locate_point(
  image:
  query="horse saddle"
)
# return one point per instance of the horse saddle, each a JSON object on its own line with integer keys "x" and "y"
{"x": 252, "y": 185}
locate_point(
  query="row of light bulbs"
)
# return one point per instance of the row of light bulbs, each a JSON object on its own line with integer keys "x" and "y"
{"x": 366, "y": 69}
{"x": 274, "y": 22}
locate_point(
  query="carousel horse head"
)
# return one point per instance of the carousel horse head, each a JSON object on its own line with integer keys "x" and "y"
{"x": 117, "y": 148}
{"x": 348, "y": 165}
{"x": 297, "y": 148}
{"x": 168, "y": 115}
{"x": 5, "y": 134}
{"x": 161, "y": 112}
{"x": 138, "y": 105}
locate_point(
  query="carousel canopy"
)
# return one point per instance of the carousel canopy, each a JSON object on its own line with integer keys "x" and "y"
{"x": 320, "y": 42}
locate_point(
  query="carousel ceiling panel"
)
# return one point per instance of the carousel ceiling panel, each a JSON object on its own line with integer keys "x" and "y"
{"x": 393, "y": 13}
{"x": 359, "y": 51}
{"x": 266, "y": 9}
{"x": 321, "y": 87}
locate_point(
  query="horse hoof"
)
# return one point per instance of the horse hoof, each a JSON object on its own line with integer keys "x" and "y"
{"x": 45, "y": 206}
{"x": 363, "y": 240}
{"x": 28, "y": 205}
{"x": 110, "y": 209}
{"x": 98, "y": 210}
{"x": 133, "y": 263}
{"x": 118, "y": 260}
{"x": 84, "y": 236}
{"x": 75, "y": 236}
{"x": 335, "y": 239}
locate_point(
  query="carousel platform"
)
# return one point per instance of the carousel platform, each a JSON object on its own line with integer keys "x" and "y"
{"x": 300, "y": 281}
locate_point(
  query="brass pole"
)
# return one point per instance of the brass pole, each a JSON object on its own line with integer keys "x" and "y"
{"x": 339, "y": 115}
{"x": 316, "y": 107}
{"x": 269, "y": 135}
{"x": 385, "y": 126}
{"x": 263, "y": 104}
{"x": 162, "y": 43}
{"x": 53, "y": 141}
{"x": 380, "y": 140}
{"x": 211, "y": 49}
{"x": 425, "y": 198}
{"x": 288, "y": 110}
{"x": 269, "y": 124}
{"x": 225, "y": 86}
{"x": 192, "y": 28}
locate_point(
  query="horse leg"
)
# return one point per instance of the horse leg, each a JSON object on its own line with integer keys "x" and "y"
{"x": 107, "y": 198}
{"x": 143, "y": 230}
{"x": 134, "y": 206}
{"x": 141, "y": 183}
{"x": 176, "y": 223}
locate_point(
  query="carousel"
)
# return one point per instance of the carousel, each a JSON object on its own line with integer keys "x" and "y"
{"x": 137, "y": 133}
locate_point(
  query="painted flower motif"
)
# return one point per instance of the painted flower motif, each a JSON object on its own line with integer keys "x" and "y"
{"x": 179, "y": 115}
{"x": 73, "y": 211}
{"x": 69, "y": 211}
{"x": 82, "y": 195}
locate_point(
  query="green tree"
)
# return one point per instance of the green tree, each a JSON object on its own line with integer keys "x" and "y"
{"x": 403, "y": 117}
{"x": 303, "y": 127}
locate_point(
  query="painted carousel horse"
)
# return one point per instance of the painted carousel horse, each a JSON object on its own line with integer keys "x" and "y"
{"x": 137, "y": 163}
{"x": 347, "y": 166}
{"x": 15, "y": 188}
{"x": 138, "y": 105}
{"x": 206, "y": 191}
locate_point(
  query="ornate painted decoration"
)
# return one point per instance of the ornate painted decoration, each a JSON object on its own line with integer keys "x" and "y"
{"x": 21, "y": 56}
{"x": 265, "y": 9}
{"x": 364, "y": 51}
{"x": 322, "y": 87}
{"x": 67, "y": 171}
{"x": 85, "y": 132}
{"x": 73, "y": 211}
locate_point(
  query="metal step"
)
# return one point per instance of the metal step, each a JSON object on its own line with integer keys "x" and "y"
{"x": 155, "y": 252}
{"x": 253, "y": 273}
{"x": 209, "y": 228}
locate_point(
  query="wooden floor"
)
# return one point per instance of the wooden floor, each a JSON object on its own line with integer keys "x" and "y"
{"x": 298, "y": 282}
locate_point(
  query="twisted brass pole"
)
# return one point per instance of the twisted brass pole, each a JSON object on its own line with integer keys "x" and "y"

+ + + + + + +

Task to carry out:
Gather every line of the records that contains the string "head", treating uppercase and lowercase as different.

Output below:
  query="carousel horse head"
# return one point per instance of the carousel horse head, each a JSON object on its own line with integer keys "x" and "y"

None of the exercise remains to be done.